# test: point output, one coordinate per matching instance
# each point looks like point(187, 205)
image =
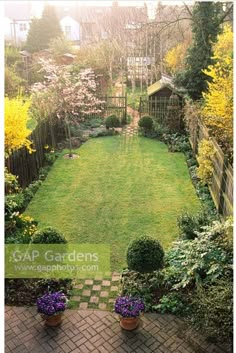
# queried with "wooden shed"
point(165, 103)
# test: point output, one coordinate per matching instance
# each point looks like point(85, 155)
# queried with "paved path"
point(97, 293)
point(132, 128)
point(90, 331)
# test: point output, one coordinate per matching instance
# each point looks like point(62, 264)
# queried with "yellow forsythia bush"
point(16, 132)
point(217, 111)
point(205, 155)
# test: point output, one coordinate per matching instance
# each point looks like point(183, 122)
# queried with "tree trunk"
point(52, 134)
point(69, 135)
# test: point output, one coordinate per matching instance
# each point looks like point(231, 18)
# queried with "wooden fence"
point(221, 185)
point(25, 165)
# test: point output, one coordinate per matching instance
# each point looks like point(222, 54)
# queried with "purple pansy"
point(129, 306)
point(52, 303)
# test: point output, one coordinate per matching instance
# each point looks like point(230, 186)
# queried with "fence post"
point(126, 106)
point(140, 105)
point(223, 186)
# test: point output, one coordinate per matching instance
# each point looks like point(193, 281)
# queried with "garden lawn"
point(119, 189)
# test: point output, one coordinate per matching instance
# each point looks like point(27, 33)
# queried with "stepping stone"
point(114, 288)
point(86, 293)
point(98, 278)
point(104, 294)
point(79, 286)
point(83, 306)
point(106, 283)
point(94, 300)
point(102, 306)
point(116, 274)
point(115, 278)
point(96, 287)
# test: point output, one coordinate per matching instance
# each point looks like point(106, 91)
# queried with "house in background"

● ● ● ●

- **Work item**:
Please copy out each line in the entries that mentions the string "like".

- **Your response**:
# each point looks like point(187, 205)
# each point looks like point(85, 155)
# each point looks like point(62, 264)
# each point looks like point(183, 122)
# each point looks like point(231, 18)
# each point looks like point(222, 54)
# each point looks like point(230, 186)
# each point looks like point(193, 281)
# each point looks like point(27, 33)
# each point looks like point(106, 91)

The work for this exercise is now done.